#### ACCIÓN REQUERIDA A:
Responde, según el texto sobre Di Stéfano:
(i) ¿En qué mes y año se produjo el encuentro con Di Stéfano?
(ii) ¿En qué aeropuerto tuvo lugar?
(iii) ¿Qué deporte prefería quien narra?
#### ACCIÓN REQUERIDA B:
Transcribe del texto sobre Di Stéfano el tramo que va desde “No puedes ser” hasta “como un diplomático.”.
#### ACCIÓN REQUERIDA C:
Continúa el texto sobre Di Stéfano a partir de su última oración.
***** TEXTO EXTRAÍDO
No puedes ser independiente en la república del fútbol

07/02/2017

distefanomundodeportibvo

Di la mano a Di Stéfano obligado por mi padre, que consideraba más adecuado para un hijo ser fanático del Real Madrid que astronauta. Sucedió en agosto de 1963, en el aeropuerto de Maiquetía, en la ardiente costa central venezolana. Decenas de emigrantes españoles recibieron al equipo, que participaría en la liguilla de verano que llamaban, con mucha prosopopeya, Series Mundiales de Caracas. Yo era un retaco de ocho años y nunca había visto jugar —en realidad prefería el béisbol— a aquel señor ya casi calvo que me ofreció una sonrisa distante desde sus 178 centímetros. “Don Alfredo, le presento a mi hijo. Es un gran admirador suyo”, dijo mi padre, embustero como un diplomático.
**********
***** ENTRADAS DADAS
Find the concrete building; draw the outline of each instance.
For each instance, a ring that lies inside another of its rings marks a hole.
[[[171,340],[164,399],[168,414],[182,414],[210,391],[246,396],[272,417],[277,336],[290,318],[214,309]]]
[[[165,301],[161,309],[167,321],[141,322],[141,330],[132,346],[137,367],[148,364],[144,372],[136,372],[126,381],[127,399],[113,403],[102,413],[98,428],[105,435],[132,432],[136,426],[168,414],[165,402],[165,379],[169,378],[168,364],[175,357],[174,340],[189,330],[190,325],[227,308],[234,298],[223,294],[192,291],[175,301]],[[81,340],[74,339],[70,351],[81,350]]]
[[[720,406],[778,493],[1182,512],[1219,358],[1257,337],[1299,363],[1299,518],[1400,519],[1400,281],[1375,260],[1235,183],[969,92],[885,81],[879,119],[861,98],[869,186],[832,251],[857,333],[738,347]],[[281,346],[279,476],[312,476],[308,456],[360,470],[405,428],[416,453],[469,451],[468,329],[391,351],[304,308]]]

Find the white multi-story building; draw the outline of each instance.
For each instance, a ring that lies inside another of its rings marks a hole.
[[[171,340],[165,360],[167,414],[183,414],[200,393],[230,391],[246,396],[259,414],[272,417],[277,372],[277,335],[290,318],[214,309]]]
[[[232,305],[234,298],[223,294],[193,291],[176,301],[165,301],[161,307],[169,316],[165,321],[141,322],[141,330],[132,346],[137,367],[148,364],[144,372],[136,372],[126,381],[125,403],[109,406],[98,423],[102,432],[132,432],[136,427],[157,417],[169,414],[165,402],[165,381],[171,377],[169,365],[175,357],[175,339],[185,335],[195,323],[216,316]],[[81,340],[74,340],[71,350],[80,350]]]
**********
#### RESPUESTA A:
(i) En agosto de 1963.
(ii) En el aeropuerto de Maiquetía.
(iii) El béisbol.

#### RESPUESTA B:
No puedes ser independiente en la república del fútbol

07/02/2017

distefanomundodeportibvo

Di la mano a Di Stéfano obligado por mi padre, que consideraba más adecuado para un hijo ser fanático del Real Madrid que astronauta. Sucedió en agosto de 1963, en el aeropuerto de Maiquetía, en la ardiente costa central venezolana. Decenas de emigrantes españoles recibieron al equipo, que participaría en la liguilla de verano que llamaban, con mucha prosopopeya, Series Mundiales de Caracas. Yo era un retaco de ocho años y nunca había visto jugar —en realidad prefería el béisbol— a aquel señor ya casi calvo que me ofreció una sonrisa distante desde sus 178 centímetros. “Don Alfredo, le presento a mi hijo. Es un gran admirador suyo”, dijo mi padre, embustero como un diplomático.

#### RESPUESTA C:
Durante el torneo, un grupo guerrillero impulsado y financiado por el castrismo cubano, se llevó secuestrado al ídolo —que estaba entonces iniciando la decadencia pero todavía era el líder de un equipo que había ganado siete ligas españolas y cinco copas de Europa— y lo mantuvo encerrado en un piso de la capital venezolana durante setenta horas. ¿Peligro? Ninguno. El único objetivo del comando era que resonara en el mundo la realidad de que la democracia venezolana era una farsa asentada en la explotación corrupta del rico país. El nombre en clave de la operación apuntaba hacia otro régimen despiadado: Julián Grimau, el comunista que acababa de fusilar el franquismo tras un juicio-farsa. El jefe de los subversivos, hijo de asturianos, era Paul del Río —que usaba el nombre de guerra de Máximo Canales— y llegaría a ser un pintor de modesta valía. Después de fumar mucho, alimentarse de pizzas y perritos calientes y jugar al dominó con los guerrilleros, Di Stéfano fue dejado en la calle sin un moratón. “Si hay tiros, denme una pistola, no quiero morir como un conejo”, pidió antes de la liberación temiendo un enfrentamiento con la policía que peinaba la ciudad en busca del ídolo.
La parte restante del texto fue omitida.